▸ Required action:
Copy out the full article below about midwife Jane Cleary's award, word for word.

▸ Text under study:
Jane Cleary, a consultant midwife at University Hospitals Sussex NHS Foundation Trust has been honoured with the prestigious Chief Midwifery Officer award for her significant and outstanding contribution to midwifery practice.
The Chief Midwifery Award is one of the highest accolades for NHS staff to receive. It is awarded to healthcare staff for going beyond the expectations of their everyday role, demonstrating excellence in clinical practice, education, research, leadership and focusing on diversity and health inequalities.
On receiving the award, Jane expressed: “I was overwhelmed and delighted to receive the Chief Midwifery Award for my contribution to Midwifery. I have loved working within maternity services and remain passionate that we strive to listen to women and their families experience of pregnancy and birth to inform our services.”
“The role of a midwife in women’s experiences is fundamental and it is vital we recognise and raise the profile of this valuable profession for safe and positive outcomes for all women.”
With over 30 years in the NHS, Jane was one of the first midwives nationally to develop an in-house birth trauma service, transforming maternity services across the country and changing the lives of many people who need support.
‘Birth Stories’ was born in 2005 and saw expectant mothers and birthing parents self-refer up to a year after birth if they wanted to talk to a professional about their birth trauma, any fears or worries they had.
“It was a success from the word go, and it continues to be with a dedicated team at Royal Sussex County and Princess Royal hospitals” said Katie Christie, Consultant Midwife and close colleague of Jane.
Jane continues to advocate for and hear from birthing people and their families, which she uses as part of her education and training role for midwives and doctors.
She has supported many women, birthing parents and their families through pregnancy and birth, giving exceptional care and compassion to each of her patients. One mother that Jane looked after said:
“During the day of my daughter’s birth, my midwife Jane was with me. She helped me reach the decision to have another c-section, in the best interests of my baby and myself. We shared similar emotions about the way midwifery had progressed over the years and it was her genuine concern over this and her testimony to my courage in speaking out that helped confirm my decision to go ahead with the operation.”
Jane was presented with her award by her UHSussex colleagues and Deputy Chief Midwifery Officer for NHS England, Jessica Read and Deputy Regional Chief Midwife, Angela Velinor.

▸ Dataset content:
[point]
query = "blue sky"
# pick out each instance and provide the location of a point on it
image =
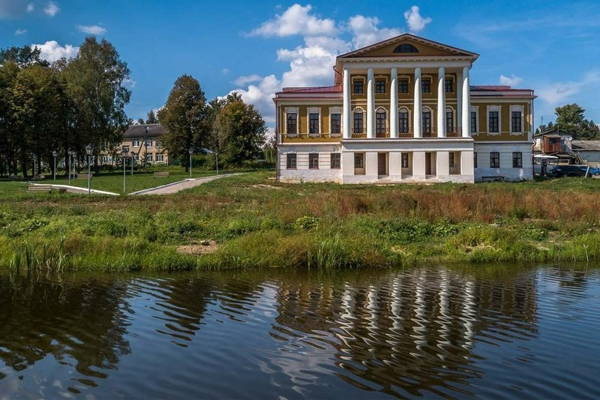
(258, 47)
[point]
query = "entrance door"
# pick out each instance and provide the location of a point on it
(382, 164)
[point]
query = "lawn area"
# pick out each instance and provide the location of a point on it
(250, 221)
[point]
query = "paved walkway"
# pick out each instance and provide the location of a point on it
(175, 187)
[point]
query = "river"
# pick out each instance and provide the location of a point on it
(486, 332)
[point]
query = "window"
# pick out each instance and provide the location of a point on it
(427, 122)
(403, 85)
(449, 121)
(494, 121)
(517, 159)
(473, 121)
(358, 121)
(313, 123)
(359, 163)
(313, 160)
(404, 159)
(292, 123)
(403, 120)
(516, 121)
(380, 122)
(449, 85)
(336, 123)
(291, 161)
(406, 48)
(426, 85)
(494, 159)
(358, 86)
(336, 161)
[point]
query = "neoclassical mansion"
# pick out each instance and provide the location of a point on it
(404, 110)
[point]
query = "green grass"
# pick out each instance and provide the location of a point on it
(260, 223)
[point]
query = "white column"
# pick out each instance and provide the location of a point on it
(370, 103)
(459, 102)
(441, 102)
(417, 105)
(346, 109)
(394, 103)
(466, 103)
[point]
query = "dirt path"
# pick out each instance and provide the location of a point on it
(181, 185)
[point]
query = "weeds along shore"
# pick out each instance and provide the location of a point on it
(255, 222)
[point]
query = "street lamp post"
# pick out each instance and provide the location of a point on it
(54, 154)
(124, 157)
(88, 150)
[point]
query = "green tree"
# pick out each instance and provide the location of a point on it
(151, 119)
(95, 82)
(241, 129)
(185, 118)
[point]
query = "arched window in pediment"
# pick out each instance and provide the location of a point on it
(406, 48)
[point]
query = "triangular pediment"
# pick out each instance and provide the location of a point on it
(407, 45)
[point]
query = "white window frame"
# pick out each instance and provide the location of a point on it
(387, 120)
(291, 110)
(494, 108)
(313, 110)
(477, 129)
(336, 110)
(409, 119)
(362, 110)
(520, 108)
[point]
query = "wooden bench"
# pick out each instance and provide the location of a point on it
(492, 179)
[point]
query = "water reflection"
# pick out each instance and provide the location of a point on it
(423, 331)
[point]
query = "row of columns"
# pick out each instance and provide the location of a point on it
(463, 103)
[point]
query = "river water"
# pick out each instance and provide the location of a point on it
(491, 332)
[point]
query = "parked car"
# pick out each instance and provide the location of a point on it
(573, 170)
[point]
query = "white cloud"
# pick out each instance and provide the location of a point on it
(92, 29)
(559, 92)
(51, 51)
(365, 31)
(246, 79)
(512, 80)
(415, 22)
(51, 9)
(296, 20)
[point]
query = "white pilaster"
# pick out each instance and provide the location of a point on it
(466, 103)
(370, 103)
(441, 102)
(394, 102)
(346, 109)
(417, 105)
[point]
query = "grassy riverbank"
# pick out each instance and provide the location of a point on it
(258, 223)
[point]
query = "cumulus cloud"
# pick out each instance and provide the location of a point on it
(51, 51)
(415, 22)
(296, 20)
(311, 63)
(365, 31)
(51, 9)
(92, 29)
(512, 80)
(559, 92)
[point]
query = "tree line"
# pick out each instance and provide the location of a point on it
(66, 106)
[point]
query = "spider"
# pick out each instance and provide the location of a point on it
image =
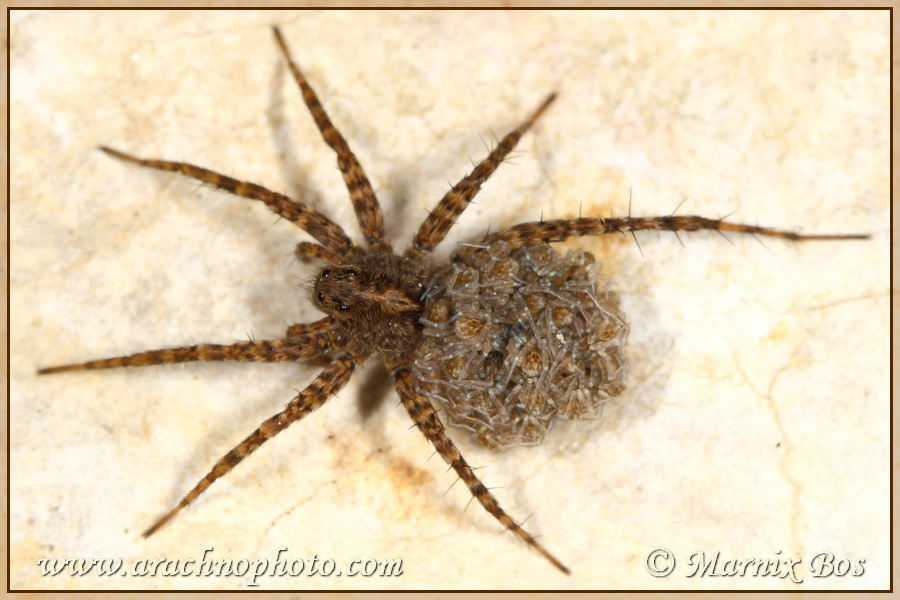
(506, 336)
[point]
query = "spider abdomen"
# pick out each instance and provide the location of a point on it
(512, 340)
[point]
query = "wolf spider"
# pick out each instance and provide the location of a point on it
(378, 303)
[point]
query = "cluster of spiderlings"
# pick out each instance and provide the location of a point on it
(514, 340)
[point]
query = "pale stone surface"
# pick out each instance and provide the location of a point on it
(757, 419)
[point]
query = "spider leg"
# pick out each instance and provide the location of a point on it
(303, 343)
(441, 219)
(326, 231)
(368, 211)
(329, 381)
(426, 419)
(561, 229)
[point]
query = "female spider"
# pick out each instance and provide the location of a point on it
(509, 334)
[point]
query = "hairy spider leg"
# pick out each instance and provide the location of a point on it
(326, 231)
(303, 342)
(441, 219)
(562, 229)
(365, 204)
(328, 383)
(426, 419)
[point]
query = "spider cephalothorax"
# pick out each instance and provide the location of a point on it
(506, 337)
(376, 298)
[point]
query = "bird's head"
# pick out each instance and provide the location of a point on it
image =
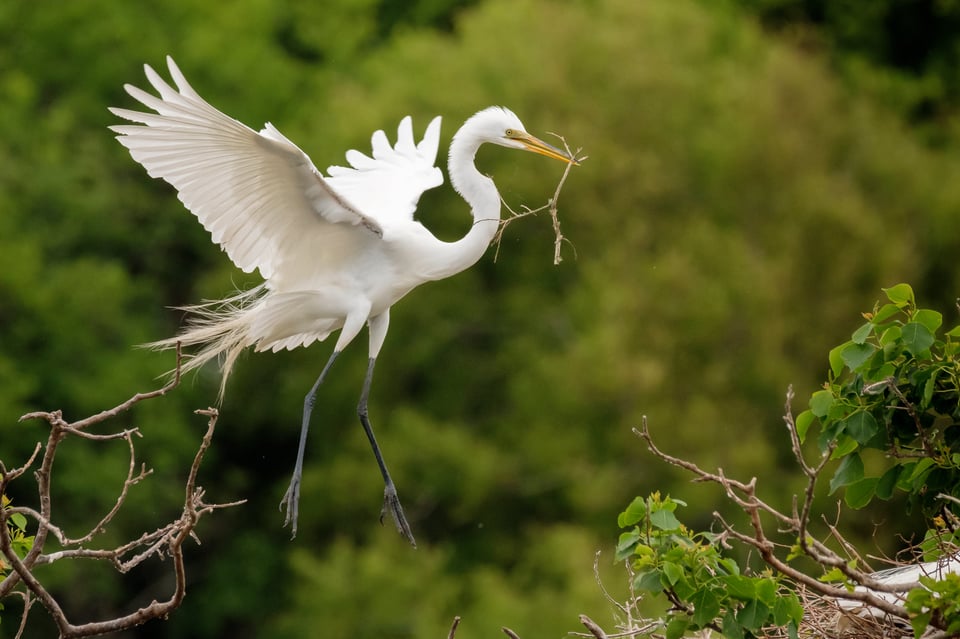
(499, 125)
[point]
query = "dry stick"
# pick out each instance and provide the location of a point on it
(551, 204)
(169, 538)
(753, 506)
(453, 627)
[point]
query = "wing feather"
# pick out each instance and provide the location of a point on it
(388, 185)
(254, 192)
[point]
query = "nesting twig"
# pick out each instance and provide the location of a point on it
(165, 541)
(551, 206)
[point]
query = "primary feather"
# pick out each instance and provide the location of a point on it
(268, 207)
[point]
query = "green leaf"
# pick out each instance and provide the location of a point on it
(892, 334)
(706, 607)
(820, 403)
(845, 446)
(766, 591)
(850, 470)
(928, 388)
(676, 627)
(901, 294)
(19, 521)
(887, 482)
(860, 493)
(672, 572)
(803, 422)
(886, 312)
(648, 581)
(854, 355)
(731, 627)
(920, 622)
(787, 608)
(740, 587)
(917, 338)
(664, 520)
(635, 512)
(929, 318)
(753, 615)
(862, 426)
(861, 334)
(836, 361)
(626, 543)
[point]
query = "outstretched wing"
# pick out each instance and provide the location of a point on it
(257, 194)
(388, 185)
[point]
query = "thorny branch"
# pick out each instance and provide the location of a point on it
(165, 541)
(744, 495)
(551, 205)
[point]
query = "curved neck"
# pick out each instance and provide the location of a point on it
(481, 194)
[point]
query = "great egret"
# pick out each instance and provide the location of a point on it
(335, 251)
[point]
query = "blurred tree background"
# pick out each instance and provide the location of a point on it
(758, 170)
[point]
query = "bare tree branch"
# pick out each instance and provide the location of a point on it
(551, 205)
(167, 540)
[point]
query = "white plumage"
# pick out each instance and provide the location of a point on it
(336, 251)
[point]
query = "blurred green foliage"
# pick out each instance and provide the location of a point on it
(739, 206)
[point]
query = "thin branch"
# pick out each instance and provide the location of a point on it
(551, 205)
(453, 627)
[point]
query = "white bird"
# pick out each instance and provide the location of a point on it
(335, 251)
(900, 580)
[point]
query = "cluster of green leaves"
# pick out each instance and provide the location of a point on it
(20, 542)
(894, 388)
(735, 164)
(705, 589)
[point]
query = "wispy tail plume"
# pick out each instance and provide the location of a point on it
(221, 330)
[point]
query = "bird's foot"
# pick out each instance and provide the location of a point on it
(291, 501)
(391, 504)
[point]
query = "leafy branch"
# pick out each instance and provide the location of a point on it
(894, 387)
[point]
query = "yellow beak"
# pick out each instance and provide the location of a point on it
(537, 145)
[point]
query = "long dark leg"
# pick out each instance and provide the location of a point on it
(391, 502)
(291, 499)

▸ Task result:
Jane Cleary, a consultant midwife at University Hospitals Sussex NHS Foundation Trust has been honoured with the prestigious Chief Midwifery Officer award for her significant and outstanding contribution to midwifery practice.
The Chief Midwifery Award is one of the highest accolades for NHS staff to receive. It is awarded to healthcare staff for going beyond the expectations of their everyday role, demonstrating excellence in clinical practice, education, research, leadership and focusing on diversity and health inequalities.
On receiving the award, Jane expressed: “I was overwhelmed and delighted to receive the Chief Midwifery Award for my contribution to Midwifery. I have loved working within maternity services and remain passionate that we strive to listen to women and their families experience of pregnancy and birth to inform our services.”
“The role of a midwife in women’s experiences is fundamental and it is vital we recognise and raise the profile of this valuable profession for safe and positive outcomes for all women.”
With over 30 years in the NHS, Jane was one of the first midwives nationally to develop an in-house birth trauma service, transforming maternity services across the country and changing the lives of many people who need support.
‘Birth Stories’ was born in 2005 and saw expectant mothers and birthing parents self-refer up to a year after birth if they wanted to talk to a professional about their birth trauma, any fears or worries they had.
“It was a success from the word go, and it continues to be with a dedicated team at Royal Sussex County and Princess Royal hospitals” said Katie Christie, Consultant Midwife and close colleague of Jane.
Jane continues to advocate for and hear from birthing people and their families, which she uses as part of her education and training role for midwives and doctors.
She has supported many women, birthing parents and their families through pregnancy and birth, giving exceptional care and compassion to each of her patients. One mother that Jane looked after said:
“During the day of my daughter’s birth, my midwife Jane was with me. She helped me reach the decision to have another c-section, in the best interests of my baby and myself. We shared similar emotions about the way midwifery had progressed over the years and it was her genuine concern over this and her testimony to my courage in speaking out that helped confirm my decision to go ahead with the operation.”
Jane was presented with her award by her UHSussex colleagues and Deputy Chief Midwifery Officer for NHS England, Jessica Read and Deputy Regional Chief Midwife, Angela Velinor.